*Reading text*:
NWChem: Benchmark of Integral Evaluation Approaches

Integral Evaluation Approaches in NWChem Program

        Short summary for quick read "I found that increasing stack memory, with decreasing global memory (GPFS) can be useful for single-point energy and optimization calculations in NWChem to be more faster. Also writing integral scratch on temporally memory can help."

Integral Evaluation Approaches

I systematically studied the relationship between speed of singlet-energy calculation of Ru(II)-Re(I) complex and integral approachs. For NWChem, in DFT calculation, the inverted charge-density and exchange correlation matrices are computed and written to disk storage. Adjusting integral approach might be generally beneficial for accelerating geometry optimization with constrained density functional theory (CDFT) of NWChem.

The following ‘keywords’ in NWChem differently control the integral scratch files (1).

INCORE: All the integrals are evaluated once and put in memory. Then the matrix is build from them.
DIRECT: Any time you need an integral it is evaluated, but never stored. “On-the-fly”.
SEMIDIRECT: Some of the integrals are stored in memory or on disk, the others are evaluated when needed.
NOIO: Prevent the file storing on disk & memory (No Input/Output). This is pointless.

Computational setup

Task: Performing single-point energy calculation using Constrained-DFT on Ru(II)-Re(I) bridged complex.
Program: NWChem version 6.6 (http://www.nwchem-sw.org/) compiled
MPI architecture: MVAPICH 2.2 (shared memory)
compiler: Intel compiler 2013
Method: CDFT with B3LYP
Basis set: 6-31G(d) for light atoms // SDD-ECP for Ru and Re atoms
Basis function: 1010 functions Cartesian basis function: 1077 functions
Ex. Input file: https://docs.google.com/document/d/1DfwFtrPi5AViZgJgmylw5nNxRwt0xhDBdGbzKxxPLx4/edit?usp=sharing
Ex. Output file: https://docs.google.com/document/d/1I5wHTUWNfx2Fo4FRpaZQ3m5YIp7ZNuwOCPLdyZTtB4o/edit?usp=sharing

Specification of computing Linux machine

Component                  Specification                                                No.

------------------------------------------------------------------------------------------------

CPU:                      Intel® Xeon® processor E5 v3 2.6 GHz (14 cores/ 14 HTs)       x2

Memory:                   128 GB (Total) DDR4-2133 MHz

Disk Drive:               PERC H730P

Network Interface Intel®  Ethernet Controller X710                                      x4

Benchmarking Evaluation of Integral Storage Options

Integral storage choices I used for this evaluation are

1. On-the-fly: Compute integrals when needed with standard mem

direct (same as semidirect filesize 0 memsize 0)

*Problems to solve*:
**A.** In the NWChem benchmark text, what MPI architecture was used?
**B.** Repeat the passage of the NWChem benchmark text that begins at the words "The following ‘keywords’" and stops after "build from them.".

*Provided records*:

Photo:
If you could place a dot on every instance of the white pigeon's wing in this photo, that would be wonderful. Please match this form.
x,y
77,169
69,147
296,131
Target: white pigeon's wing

*Responses in order*:
**A.** MVAPICH 2.2 (shared memory)

**B.**
The following ‘keywords’ in NWChem differently control the integral scratch files (1).

INCORE: All the integrals are evaluated once and put in memory. Then the matrix is build from them.